* _What is expected_:
Rewrite the entries below, replacing "in crowd" with "in the crowd" wherever it appears and keeping everything else unchanged. Leave the pictures out of your answer.

==== Provided material

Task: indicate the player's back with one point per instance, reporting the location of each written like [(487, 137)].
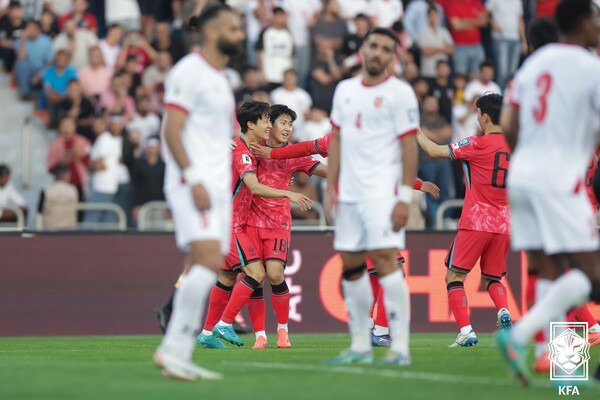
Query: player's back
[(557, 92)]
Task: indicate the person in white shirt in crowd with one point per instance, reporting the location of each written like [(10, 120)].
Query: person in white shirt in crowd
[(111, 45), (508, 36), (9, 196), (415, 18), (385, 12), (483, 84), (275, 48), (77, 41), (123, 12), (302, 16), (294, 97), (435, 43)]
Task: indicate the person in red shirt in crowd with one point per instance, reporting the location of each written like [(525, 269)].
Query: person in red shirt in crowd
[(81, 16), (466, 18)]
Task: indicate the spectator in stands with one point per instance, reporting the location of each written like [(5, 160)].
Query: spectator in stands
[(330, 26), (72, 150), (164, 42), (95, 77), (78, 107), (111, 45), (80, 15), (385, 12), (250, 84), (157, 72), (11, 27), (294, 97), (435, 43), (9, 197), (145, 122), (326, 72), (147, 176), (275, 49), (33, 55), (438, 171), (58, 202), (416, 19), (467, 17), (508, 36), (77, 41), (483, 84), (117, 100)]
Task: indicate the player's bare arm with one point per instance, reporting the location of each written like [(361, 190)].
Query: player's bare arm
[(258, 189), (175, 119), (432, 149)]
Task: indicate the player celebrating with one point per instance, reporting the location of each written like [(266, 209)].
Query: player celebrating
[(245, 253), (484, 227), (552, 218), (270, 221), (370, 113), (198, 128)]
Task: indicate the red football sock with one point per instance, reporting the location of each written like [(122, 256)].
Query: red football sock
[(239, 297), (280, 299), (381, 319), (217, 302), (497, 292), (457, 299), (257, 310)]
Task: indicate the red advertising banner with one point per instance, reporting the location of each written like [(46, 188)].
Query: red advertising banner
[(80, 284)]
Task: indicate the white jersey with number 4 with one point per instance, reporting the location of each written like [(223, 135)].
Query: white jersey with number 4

========

* _Solution to this exercise_:
Task: indicate the player's back with one point per instance, reporting the location of each written like [(487, 137)].
Query: player's back
[(557, 92)]
Task: indicate the person in white shirt in the crowd with one point per instance, reporting the location of each written like [(10, 120)].
Query: person in white shirt in the crowd
[(111, 45), (508, 36), (9, 196), (415, 18), (385, 12), (483, 84), (275, 48), (77, 41), (123, 12), (302, 16), (294, 97), (435, 43)]
Task: indicate the person in red shirt in the crowd with one point per instance, reporting the location of each written like [(525, 269)].
Query: person in red shirt in the crowd
[(81, 16), (466, 18)]
Task: indicate the spectator in stands with one point per instance, reporting the location of each written like [(5, 160)].
Query: spectator in stands
[(330, 26), (72, 150), (164, 42), (95, 77), (78, 107), (111, 45), (80, 15), (385, 12), (250, 84), (157, 72), (11, 27), (294, 97), (435, 43), (9, 197), (145, 122), (326, 72), (147, 176), (275, 49), (33, 55), (438, 171), (58, 202), (416, 19), (467, 17), (508, 36), (77, 41), (483, 84), (117, 100)]
Task: indicate the player's bare arm with one point per instance, reporting the location of each written like [(361, 190)].
Query: player's bare arm
[(258, 189), (175, 119), (432, 149)]
Task: indicate the player celebrating with one point per instance, reporting the location of each written like [(266, 209)].
Query: player celebrating
[(245, 253), (484, 227), (552, 218), (270, 221), (370, 113), (198, 128)]
Task: indicate the red football sock with one point per instance, reporting the location of each written like [(122, 256)].
Query: red football sock
[(239, 297), (280, 299), (381, 319), (217, 302), (497, 292), (457, 299), (257, 310)]
Task: indicate the red advertising banner with one point per instance, reporting the location of each written like [(46, 188)].
Query: red advertising banner
[(80, 284)]
Task: indicate the white jersey with number 4 with one point per instance, reporting the location of each written like [(223, 135)].
Query: white jersey with number 4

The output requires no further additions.